TEXT SECTION
****************
By Luiza Ilie
PUNGESTI, Romania (Reuters) – The small hilly town of Pungesti in eastern Romania could be sitting on vast reserves of shale gas and U.S. energy major Chevron wants to find it.
But the people of Pungesti want nothing to do with it.
Though most of them live off subsistence farming, social aid and cash from relatives working abroad, they would rather stay poor than run what they say is the risk of ruining their environment.
Villagers have set up camp outside the empty lot where Chevron aims to install its first exploratory well, blocking access and forcing the company to announce last week it was suspending work.
“Our kitchens are filled with homemade jams and preserves, sacks of nuts, crates of honey and cheese, all produced by us,” said Doina Dediu, 47, a local and one of the protesters.
“We are not even that poor,” she said. “Maybe we don’t have money, but we have clean water and we are healthy and we just want to be left alone.”
The decision to stop work at Pungesti – which was to have been Romania’s first shale gas exploration well – matters because of the message it may send about how welcome shale gas is in eastern Europe.
Large parts of wealthier western Europe have shunned shale gas exploration because of fears about possible water pollution and seismic activity from the hydraulic fracturing or “fracking” process used to release it.
The industry says the risks can be avoided.
While Britain decided this year to support shale gas exploration, France has a total ban citing ecological concerns and Germany is reviewing its position on shale.
In poorer, ex-Communist parts of the continent the need to bring in tax revenues, cheaper fuel supplies and jobs has shown signs of trumping the concerns, but to what extent is not yet clear.
GROUNDED IN SCIENCE
Chevron, which has all the necessary permits for the exploration well at Pungesti, says it adheres to the highest safety standards.
The exploration phase would last around five years and not involve fracking, the process whereby large amounts of water mixed with chemicals is forced into rock formations under high pressure to crack them apart and release natural gas.
Company executives met Romanian Prime Minister Victor Ponta on Monday while he was making a scheduled visit to Washington.
“Emphasis was placed on continuing activities responsibly and safely for the environment, while at the same time giving communities the chance to have a conversation grounded in scientific data,” Chevron said in a statement.
****************
SET PROBLEM 1
In the article, how long would Chevron's exploration phase at Pungesti last?

Photo object pointing listing:
****************
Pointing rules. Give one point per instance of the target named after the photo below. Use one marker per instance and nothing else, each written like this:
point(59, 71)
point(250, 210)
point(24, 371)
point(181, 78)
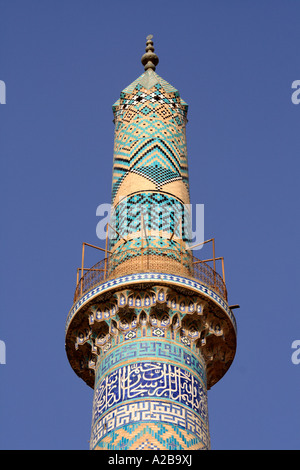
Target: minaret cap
point(150, 59)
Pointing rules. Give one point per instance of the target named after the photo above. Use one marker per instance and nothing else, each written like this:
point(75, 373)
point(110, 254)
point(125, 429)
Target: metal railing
point(180, 262)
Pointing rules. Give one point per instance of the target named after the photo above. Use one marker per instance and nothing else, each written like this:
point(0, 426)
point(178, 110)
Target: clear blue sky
point(64, 64)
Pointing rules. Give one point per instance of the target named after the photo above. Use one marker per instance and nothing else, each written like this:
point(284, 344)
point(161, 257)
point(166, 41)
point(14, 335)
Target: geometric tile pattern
point(161, 212)
point(149, 435)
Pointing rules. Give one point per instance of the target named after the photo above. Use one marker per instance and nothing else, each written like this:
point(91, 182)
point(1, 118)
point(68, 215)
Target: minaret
point(150, 329)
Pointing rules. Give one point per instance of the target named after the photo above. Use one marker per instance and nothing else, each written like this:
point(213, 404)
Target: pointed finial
point(150, 59)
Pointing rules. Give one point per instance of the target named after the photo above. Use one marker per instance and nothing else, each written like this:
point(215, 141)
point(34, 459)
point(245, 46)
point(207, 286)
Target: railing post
point(106, 242)
point(82, 264)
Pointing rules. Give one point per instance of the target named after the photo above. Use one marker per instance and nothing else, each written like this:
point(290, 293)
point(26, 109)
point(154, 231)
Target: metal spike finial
point(149, 59)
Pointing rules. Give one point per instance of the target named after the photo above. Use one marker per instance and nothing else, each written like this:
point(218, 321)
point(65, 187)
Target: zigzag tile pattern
point(150, 436)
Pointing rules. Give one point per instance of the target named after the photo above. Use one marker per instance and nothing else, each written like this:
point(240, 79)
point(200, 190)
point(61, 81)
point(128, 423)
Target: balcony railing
point(150, 260)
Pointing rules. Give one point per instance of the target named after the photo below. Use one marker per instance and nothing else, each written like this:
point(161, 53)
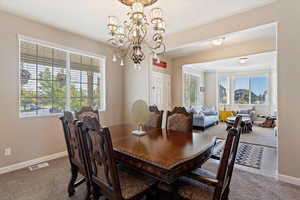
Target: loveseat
point(203, 116)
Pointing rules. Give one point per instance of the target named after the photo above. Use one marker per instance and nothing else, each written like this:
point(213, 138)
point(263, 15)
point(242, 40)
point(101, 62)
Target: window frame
point(249, 84)
point(183, 85)
point(228, 89)
point(68, 51)
point(231, 87)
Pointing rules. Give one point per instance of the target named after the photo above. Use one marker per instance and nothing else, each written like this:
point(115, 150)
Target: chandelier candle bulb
point(157, 60)
point(112, 23)
point(129, 36)
point(137, 10)
point(114, 58)
point(156, 15)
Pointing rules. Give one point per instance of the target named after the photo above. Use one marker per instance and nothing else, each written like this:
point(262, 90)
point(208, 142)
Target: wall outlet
point(7, 151)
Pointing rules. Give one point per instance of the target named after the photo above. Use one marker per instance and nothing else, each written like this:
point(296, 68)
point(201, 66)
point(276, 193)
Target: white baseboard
point(25, 164)
point(289, 179)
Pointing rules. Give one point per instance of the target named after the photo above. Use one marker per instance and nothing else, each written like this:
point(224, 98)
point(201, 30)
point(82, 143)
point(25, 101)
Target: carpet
point(249, 155)
point(50, 183)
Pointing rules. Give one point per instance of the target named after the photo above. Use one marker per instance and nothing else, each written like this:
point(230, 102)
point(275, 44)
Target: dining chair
point(155, 117)
point(75, 154)
point(105, 177)
point(179, 120)
point(87, 111)
point(201, 184)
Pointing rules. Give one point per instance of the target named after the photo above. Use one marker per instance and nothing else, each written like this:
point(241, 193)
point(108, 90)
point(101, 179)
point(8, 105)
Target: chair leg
point(71, 188)
point(88, 195)
point(226, 194)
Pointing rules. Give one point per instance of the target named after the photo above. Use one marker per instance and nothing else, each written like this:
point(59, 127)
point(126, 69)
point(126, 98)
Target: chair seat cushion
point(204, 173)
point(133, 183)
point(194, 190)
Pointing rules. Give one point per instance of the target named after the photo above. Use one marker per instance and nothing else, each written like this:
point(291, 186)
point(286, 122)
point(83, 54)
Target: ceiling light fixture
point(129, 36)
point(243, 60)
point(218, 42)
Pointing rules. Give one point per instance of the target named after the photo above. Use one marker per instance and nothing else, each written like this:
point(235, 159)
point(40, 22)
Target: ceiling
point(262, 32)
point(88, 17)
point(255, 62)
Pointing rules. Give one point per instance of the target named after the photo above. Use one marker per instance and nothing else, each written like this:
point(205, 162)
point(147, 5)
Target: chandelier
point(130, 37)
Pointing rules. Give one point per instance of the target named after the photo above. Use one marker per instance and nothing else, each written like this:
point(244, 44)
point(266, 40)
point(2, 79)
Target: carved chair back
point(73, 141)
point(228, 158)
point(155, 117)
point(99, 155)
point(87, 111)
point(179, 120)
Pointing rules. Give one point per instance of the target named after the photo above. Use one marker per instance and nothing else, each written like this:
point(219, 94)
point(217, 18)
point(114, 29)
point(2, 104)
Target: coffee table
point(247, 128)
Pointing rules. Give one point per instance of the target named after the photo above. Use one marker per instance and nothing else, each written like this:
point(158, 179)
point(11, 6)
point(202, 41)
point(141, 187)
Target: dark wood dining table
point(160, 153)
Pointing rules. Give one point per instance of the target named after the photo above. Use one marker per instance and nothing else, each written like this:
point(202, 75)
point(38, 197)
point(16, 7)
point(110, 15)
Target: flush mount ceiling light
point(243, 60)
point(129, 36)
point(218, 42)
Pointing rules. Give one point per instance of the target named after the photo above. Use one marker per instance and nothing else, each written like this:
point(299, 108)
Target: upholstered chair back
point(72, 140)
point(179, 120)
point(228, 157)
point(155, 117)
point(87, 111)
point(99, 155)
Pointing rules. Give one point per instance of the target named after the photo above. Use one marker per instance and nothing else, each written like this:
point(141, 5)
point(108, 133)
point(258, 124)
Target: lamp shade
point(137, 10)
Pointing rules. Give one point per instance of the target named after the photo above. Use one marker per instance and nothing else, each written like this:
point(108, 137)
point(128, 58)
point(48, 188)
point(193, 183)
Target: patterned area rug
point(249, 155)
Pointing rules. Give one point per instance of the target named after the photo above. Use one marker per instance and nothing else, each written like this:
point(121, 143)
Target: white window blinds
point(44, 83)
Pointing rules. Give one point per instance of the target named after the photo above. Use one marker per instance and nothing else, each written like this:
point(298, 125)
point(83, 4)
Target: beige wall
point(242, 49)
point(137, 83)
point(31, 138)
point(288, 83)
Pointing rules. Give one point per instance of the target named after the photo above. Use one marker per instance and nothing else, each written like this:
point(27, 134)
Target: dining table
point(163, 154)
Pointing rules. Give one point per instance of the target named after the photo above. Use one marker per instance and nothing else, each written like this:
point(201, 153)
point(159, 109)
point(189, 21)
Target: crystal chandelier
point(129, 37)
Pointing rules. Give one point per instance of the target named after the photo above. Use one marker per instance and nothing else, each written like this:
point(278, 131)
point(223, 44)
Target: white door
point(161, 91)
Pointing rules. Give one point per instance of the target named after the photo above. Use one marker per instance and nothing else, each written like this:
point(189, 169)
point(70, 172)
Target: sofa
point(246, 112)
point(203, 116)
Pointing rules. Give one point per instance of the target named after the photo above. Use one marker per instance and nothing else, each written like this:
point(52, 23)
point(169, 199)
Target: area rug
point(249, 155)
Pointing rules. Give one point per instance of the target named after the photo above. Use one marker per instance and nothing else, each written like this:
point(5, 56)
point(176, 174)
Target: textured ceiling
point(88, 17)
point(260, 61)
point(264, 32)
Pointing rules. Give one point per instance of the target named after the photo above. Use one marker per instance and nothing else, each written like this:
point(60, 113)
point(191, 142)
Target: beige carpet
point(51, 184)
point(259, 135)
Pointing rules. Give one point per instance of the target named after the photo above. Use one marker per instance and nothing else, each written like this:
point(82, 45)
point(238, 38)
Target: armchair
point(246, 113)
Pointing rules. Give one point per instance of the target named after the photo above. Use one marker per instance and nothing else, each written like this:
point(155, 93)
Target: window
point(250, 90)
point(191, 89)
point(259, 88)
point(241, 90)
point(223, 90)
point(53, 80)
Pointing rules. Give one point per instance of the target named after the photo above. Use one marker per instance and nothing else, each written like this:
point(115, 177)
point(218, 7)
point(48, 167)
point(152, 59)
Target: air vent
point(38, 166)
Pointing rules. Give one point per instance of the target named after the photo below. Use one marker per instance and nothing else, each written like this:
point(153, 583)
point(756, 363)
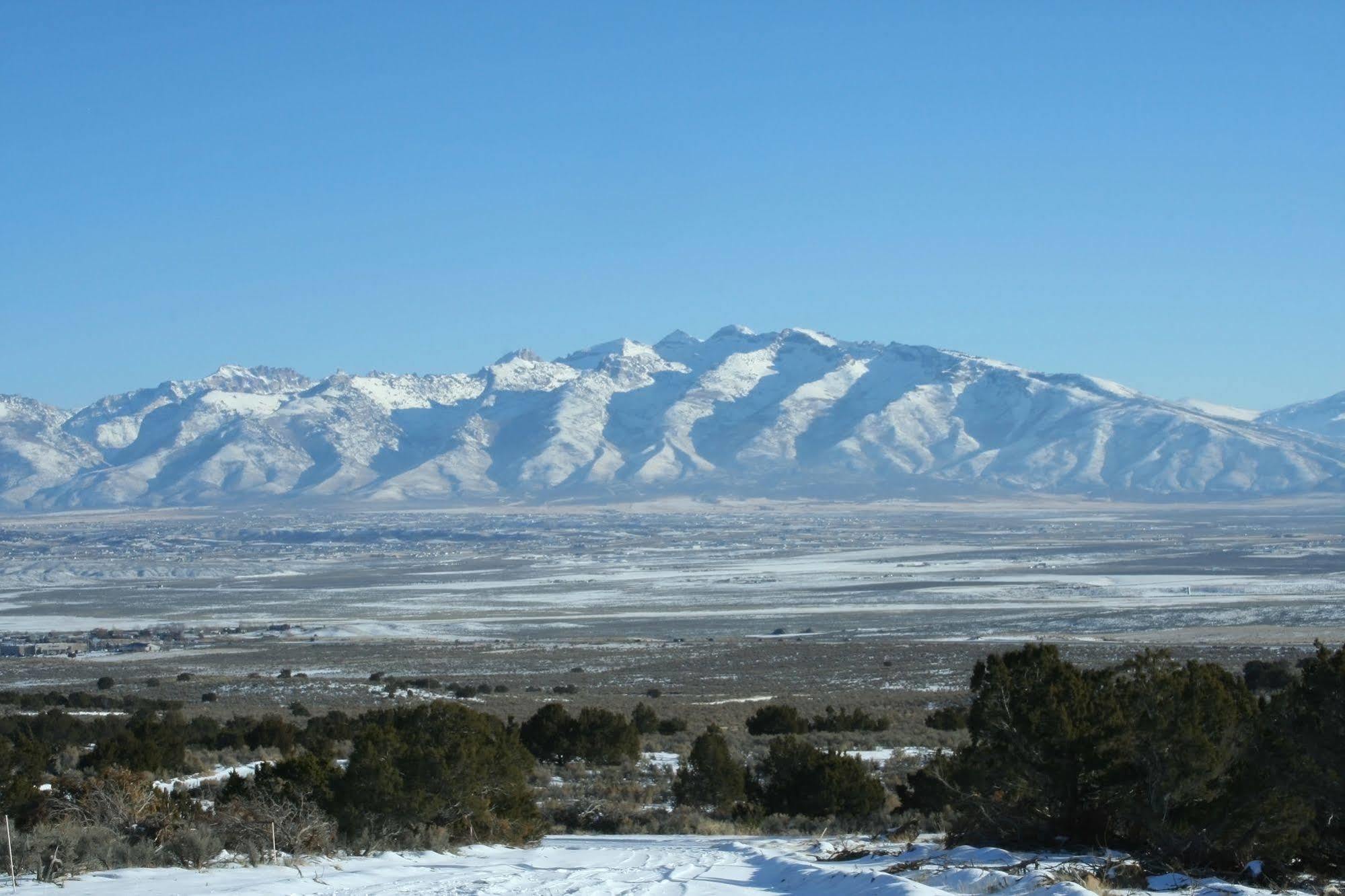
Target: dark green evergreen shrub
point(711, 777)
point(1264, 675)
point(841, 720)
point(437, 766)
point(597, 737)
point(645, 719)
point(947, 719)
point(776, 719)
point(799, 780)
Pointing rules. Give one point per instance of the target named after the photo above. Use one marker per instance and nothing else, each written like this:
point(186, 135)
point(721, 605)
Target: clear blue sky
point(1147, 192)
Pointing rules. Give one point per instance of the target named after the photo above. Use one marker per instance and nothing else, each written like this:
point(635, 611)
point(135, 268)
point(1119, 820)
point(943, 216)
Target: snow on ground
point(221, 773)
point(669, 762)
point(610, 866)
point(881, 755)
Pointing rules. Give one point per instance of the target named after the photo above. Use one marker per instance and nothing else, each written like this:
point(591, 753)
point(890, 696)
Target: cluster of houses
****************
SET PROBLEM 2
Filter the listing, keeping every line that contains the string "back". Matching is case-sensitive.

FINAL ANSWER 1
Around five years.

FINAL ANSWER 2
Target: carved chair back
Target: upholstered chair back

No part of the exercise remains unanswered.